**Excerpted records**
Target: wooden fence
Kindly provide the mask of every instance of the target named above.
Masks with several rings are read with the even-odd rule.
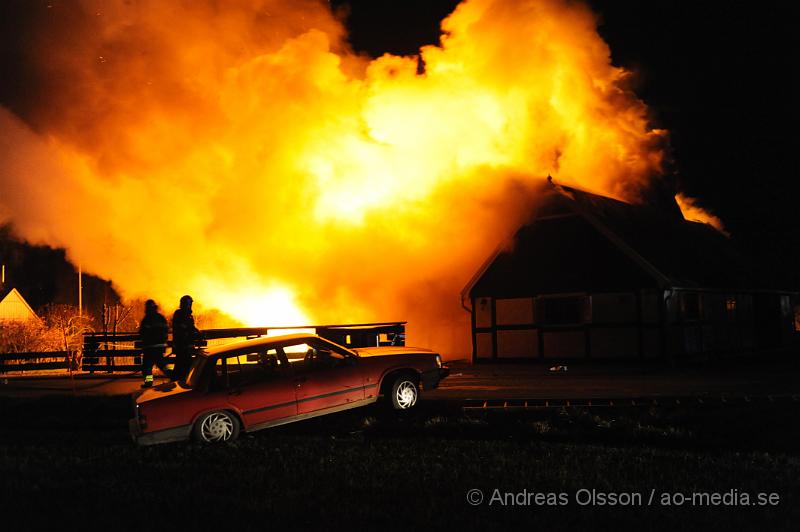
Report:
[[[75,353],[68,351],[48,351],[45,353],[3,353],[0,354],[0,373],[12,371],[35,371],[45,369],[68,370]],[[76,369],[73,367],[73,369]]]

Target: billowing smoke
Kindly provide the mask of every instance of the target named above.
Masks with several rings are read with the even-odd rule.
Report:
[[[664,133],[572,1],[467,0],[440,46],[375,60],[310,0],[35,21],[35,82],[0,111],[0,221],[166,308],[408,319],[464,356],[459,292],[545,176],[633,199],[661,170]]]

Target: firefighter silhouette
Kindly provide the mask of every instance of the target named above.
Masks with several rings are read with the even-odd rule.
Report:
[[[142,388],[153,385],[153,364],[169,375],[164,352],[167,349],[167,319],[158,311],[152,299],[144,302],[144,318],[139,324],[139,340],[142,343]]]
[[[180,308],[172,315],[172,352],[175,354],[173,381],[182,381],[186,378],[199,340],[200,331],[195,327],[192,316],[192,298],[183,296]]]

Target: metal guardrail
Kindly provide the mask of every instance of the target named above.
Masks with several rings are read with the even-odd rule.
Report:
[[[405,326],[407,322],[391,321],[378,323],[350,323],[333,325],[295,325],[291,327],[240,327],[230,329],[204,329],[200,331],[202,340],[200,345],[205,346],[210,340],[258,338],[267,336],[274,331],[293,331],[312,329],[323,338],[344,345],[346,347],[368,347],[381,344],[380,336],[391,336],[391,345],[405,344]],[[394,343],[397,342],[397,343]],[[172,341],[167,341],[167,346],[172,347]],[[82,369],[93,373],[95,371],[136,371],[141,364],[141,348],[139,334],[136,332],[119,333],[85,333],[83,337]],[[118,359],[126,358],[125,362],[117,363]],[[105,360],[103,360],[105,359]],[[170,357],[167,356],[168,362]],[[104,362],[104,363],[103,363]]]
[[[348,336],[357,334],[401,334],[405,335],[405,321],[387,321],[377,323],[346,323],[328,325],[292,325],[289,327],[238,327],[230,329],[204,329],[200,331],[204,340],[219,340],[225,338],[253,338],[267,336],[273,331],[293,331],[313,329],[323,338],[336,341],[330,336]],[[90,344],[138,342],[139,333],[85,333],[83,335],[84,348]],[[345,345],[345,342],[337,342]],[[171,341],[167,342],[171,345]],[[358,346],[366,347],[366,346]]]

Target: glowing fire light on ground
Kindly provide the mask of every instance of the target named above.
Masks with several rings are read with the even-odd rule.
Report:
[[[665,133],[580,3],[468,0],[441,46],[375,60],[311,0],[39,15],[49,84],[0,113],[0,220],[165,308],[408,319],[463,354],[457,294],[534,184],[635,199],[661,171]]]

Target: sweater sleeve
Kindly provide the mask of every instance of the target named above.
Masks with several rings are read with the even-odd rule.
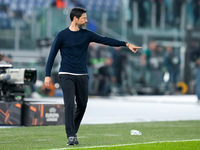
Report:
[[[105,37],[105,36],[101,36],[99,34],[96,34],[92,31],[90,32],[90,41],[91,42],[96,42],[96,43],[101,43],[104,45],[109,45],[109,46],[126,46],[126,42],[124,41],[119,41],[110,37]]]
[[[61,45],[62,45],[62,36],[61,36],[61,32],[59,32],[56,35],[51,45],[51,50],[50,50],[49,57],[46,63],[46,76],[49,76],[49,77],[51,76],[51,69],[52,69],[55,57],[58,53],[58,50],[61,48]]]

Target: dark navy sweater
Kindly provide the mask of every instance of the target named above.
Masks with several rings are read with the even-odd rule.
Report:
[[[87,29],[71,31],[66,28],[60,31],[51,46],[46,64],[46,76],[51,75],[54,59],[60,50],[61,64],[59,72],[87,74],[87,50],[90,42],[109,46],[126,46],[124,41],[100,36]]]

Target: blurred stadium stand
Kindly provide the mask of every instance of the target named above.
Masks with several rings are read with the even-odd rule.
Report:
[[[82,4],[87,4],[86,8],[89,11],[118,11],[120,9],[121,0],[80,0]]]
[[[132,1],[132,0],[130,0]],[[138,1],[129,0],[77,0],[87,8],[87,28],[103,35],[127,40],[143,49],[151,40],[161,46],[170,46],[177,49],[184,58],[187,48],[187,29],[193,29],[193,14],[191,0],[181,4],[179,24],[169,21],[166,4],[161,4],[160,22],[156,23],[155,3],[144,1],[146,20],[140,26],[140,12]],[[69,11],[73,6],[71,0],[66,0],[65,9],[54,7],[54,0],[0,0],[0,52],[13,55],[15,67],[37,68],[39,79],[44,78],[44,67],[49,48],[56,33],[70,24]],[[173,3],[173,1],[171,1]],[[172,7],[172,6],[171,6]],[[172,8],[170,8],[171,10]],[[128,12],[129,11],[129,12]],[[130,15],[130,20],[127,16]],[[194,31],[192,38],[200,39],[199,31]],[[140,75],[139,57],[129,56],[131,74]],[[55,69],[59,65],[59,56],[56,59]],[[133,60],[135,62],[133,62]],[[182,76],[184,76],[184,60],[181,62]],[[135,65],[137,64],[137,66]],[[130,69],[130,70],[131,70]],[[137,73],[136,73],[137,72]],[[135,77],[136,79],[137,77]],[[182,77],[183,78],[183,77]]]

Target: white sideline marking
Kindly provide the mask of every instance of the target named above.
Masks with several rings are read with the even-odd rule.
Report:
[[[44,141],[49,141],[49,139],[37,139],[37,140],[33,140],[33,141],[36,141],[36,142],[44,142]]]
[[[142,145],[142,144],[154,144],[154,143],[170,143],[170,142],[189,142],[189,141],[200,141],[200,139],[191,140],[173,140],[173,141],[152,141],[144,143],[132,143],[132,144],[117,144],[117,145],[99,145],[99,146],[88,146],[88,147],[74,147],[74,148],[57,148],[49,150],[63,150],[63,149],[88,149],[88,148],[99,148],[99,147],[118,147],[118,146],[130,146],[130,145]]]
[[[0,141],[0,144],[12,143],[14,141]]]

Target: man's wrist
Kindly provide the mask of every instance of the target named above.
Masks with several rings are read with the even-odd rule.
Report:
[[[126,47],[129,47],[130,43],[126,42]]]

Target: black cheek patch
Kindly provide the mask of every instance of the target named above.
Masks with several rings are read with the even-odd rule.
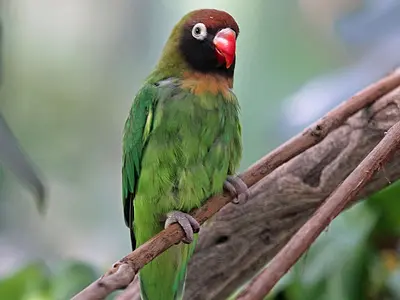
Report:
[[[179,42],[179,51],[188,65],[195,71],[233,77],[235,62],[229,69],[218,62],[213,45],[213,38],[217,31],[208,30],[208,36],[204,40],[197,40],[192,36],[191,27],[185,28]]]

**What you should do**
Please transcribe the listing above verbatim and exclude every picture.

**Solved exercise**
Target: wooden fence
Kindly provide the mask of every instance of the target named above.
Masks with several rings are read with the even-odd rule.
Report:
[[[75,353],[68,351],[48,351],[45,353],[3,353],[0,354],[0,373],[12,371],[35,371],[45,369],[68,370]],[[76,369],[73,367],[73,369]]]

Target: billowing smoke
Kindly provide the mask of every instance of the target named above.
Masks with several rings are read with the even-odd rule.
Report:
[[[664,133],[572,1],[467,0],[440,46],[375,60],[310,0],[35,21],[35,82],[0,111],[0,221],[166,308],[408,319],[464,356],[459,292],[545,176],[633,199],[661,170]]]

Target: firefighter silhouette
Kindly provide the mask of every instance of the target named above.
Masks with several rings are read with the even-odd rule.
Report:
[[[142,388],[153,385],[153,364],[169,375],[164,352],[167,349],[167,319],[158,311],[152,299],[144,302],[144,318],[139,324],[139,340],[142,343]]]
[[[180,308],[172,315],[172,352],[175,354],[173,381],[182,381],[186,378],[199,340],[200,331],[195,327],[192,316],[192,298],[183,296]]]

Target: metal guardrail
Kindly provide the mask of every instance of the target named above.
Masks with several rings are read with the even-odd rule.
Report:
[[[405,326],[407,322],[391,321],[378,323],[350,323],[333,325],[295,325],[291,327],[240,327],[230,329],[204,329],[200,331],[202,340],[200,345],[205,346],[210,340],[258,338],[267,336],[274,331],[293,331],[312,329],[323,338],[344,345],[346,347],[368,347],[381,344],[380,336],[391,336],[391,345],[405,344]],[[394,343],[397,342],[397,343]],[[172,341],[167,341],[167,346],[172,347]],[[82,369],[93,373],[95,371],[136,371],[141,364],[141,348],[139,334],[136,332],[119,333],[85,333],[83,337]],[[118,359],[126,358],[125,362],[117,363]],[[105,360],[103,360],[105,359]],[[170,357],[167,356],[168,362]],[[104,362],[104,363],[103,363]]]
[[[348,336],[357,334],[401,334],[405,335],[405,321],[387,321],[377,323],[346,323],[328,325],[292,325],[289,327],[238,327],[230,329],[204,329],[200,331],[204,340],[219,340],[225,338],[253,338],[267,336],[273,331],[293,331],[313,329],[323,338],[336,341],[330,336]],[[90,344],[138,342],[139,333],[85,333],[83,335],[84,348]],[[345,345],[345,342],[337,342]],[[171,341],[167,342],[171,345]],[[358,346],[366,347],[366,346]]]

Target: glowing fire light on ground
Kindly provide the mask of every instance of the target named above.
Masks with several rings are read with the even-odd rule.
Report:
[[[665,133],[580,3],[468,0],[441,46],[375,60],[311,0],[39,15],[49,84],[0,113],[0,220],[165,308],[408,319],[463,354],[457,294],[534,184],[635,199],[661,171]]]

Target: sweater sleeve
Kindly provide the mask of every instance of the target named above.
Masks with several rings are read with the even-odd rule.
Report:
[[[105,37],[105,36],[101,36],[99,34],[96,34],[92,31],[90,32],[90,41],[91,42],[96,42],[96,43],[101,43],[104,45],[109,45],[109,46],[126,46],[126,42],[124,41],[119,41],[110,37]]]
[[[61,45],[62,45],[62,36],[61,36],[61,32],[59,32],[56,35],[51,45],[51,50],[50,50],[49,57],[46,63],[46,76],[49,76],[49,77],[51,76],[51,69],[52,69],[55,57],[58,53],[58,50],[61,48]]]

Target: dark navy sweater
Kindly provide the mask of every instance of the target named above.
Masks with several rings are read with the even-odd rule.
Report:
[[[87,29],[71,31],[66,28],[60,31],[51,46],[46,64],[46,76],[51,75],[54,59],[60,50],[61,64],[59,72],[87,74],[87,50],[90,42],[109,46],[126,46],[124,41],[100,36]]]

Target: blurred stadium stand
Kindly provide the mask of every instance of the target named above.
Masks with several rings are read with the even-odd rule.
Report:
[[[82,4],[87,4],[86,8],[89,11],[118,11],[120,9],[121,0],[80,0]]]
[[[132,1],[132,0],[130,0]],[[138,1],[129,0],[77,0],[87,8],[87,28],[103,35],[127,40],[143,49],[151,40],[161,46],[170,46],[177,49],[184,58],[187,48],[187,29],[193,29],[193,14],[191,0],[181,4],[179,24],[169,21],[166,4],[161,4],[160,22],[156,23],[155,3],[144,1],[146,20],[140,26],[140,12]],[[69,11],[73,6],[71,0],[66,0],[65,9],[54,7],[54,0],[0,0],[0,52],[13,55],[15,67],[37,68],[39,79],[44,78],[44,67],[49,48],[56,33],[70,24]],[[173,3],[173,1],[171,1]],[[172,7],[172,6],[171,6]],[[172,8],[170,8],[171,10]],[[128,12],[129,11],[129,12]],[[130,15],[130,20],[127,16]],[[194,31],[192,38],[200,39],[199,31]],[[140,75],[139,57],[129,56],[131,74]],[[55,69],[59,65],[59,56],[56,59]],[[133,60],[135,62],[133,62]],[[182,76],[184,76],[184,60],[181,62]],[[135,65],[137,64],[137,66]],[[130,69],[130,70],[131,70]],[[137,73],[136,73],[137,72]],[[135,77],[136,79],[137,77]],[[182,77],[183,78],[183,77]]]

Target: white sideline marking
Kindly provide the mask of every instance of the target named above.
Masks with several rings are read with the even-odd rule.
Report:
[[[44,141],[49,141],[49,139],[37,139],[37,140],[33,140],[33,141],[36,141],[36,142],[44,142]]]
[[[142,145],[142,144],[154,144],[154,143],[170,143],[170,142],[189,142],[189,141],[200,141],[200,139],[191,140],[173,140],[173,141],[152,141],[144,143],[132,143],[132,144],[117,144],[117,145],[99,145],[99,146],[88,146],[88,147],[74,147],[74,148],[57,148],[49,150],[63,150],[63,149],[88,149],[88,148],[99,148],[99,147],[118,147],[118,146],[130,146],[130,145]]]
[[[0,141],[0,144],[12,143],[14,141]]]

Target: man's wrist
Kindly provide the mask of every instance of the target named above.
Masks with several rings are read with the even-odd rule.
Report:
[[[126,47],[129,47],[130,43],[126,42]]]

Target: black cheek patch
Kindly provide the mask of every instance of the target named above.
Masks with several rings are read with the even-odd rule.
Report:
[[[179,42],[179,51],[188,65],[195,71],[233,77],[235,62],[229,69],[218,62],[213,45],[213,38],[217,31],[208,30],[208,36],[204,40],[197,40],[192,36],[191,27],[185,28]]]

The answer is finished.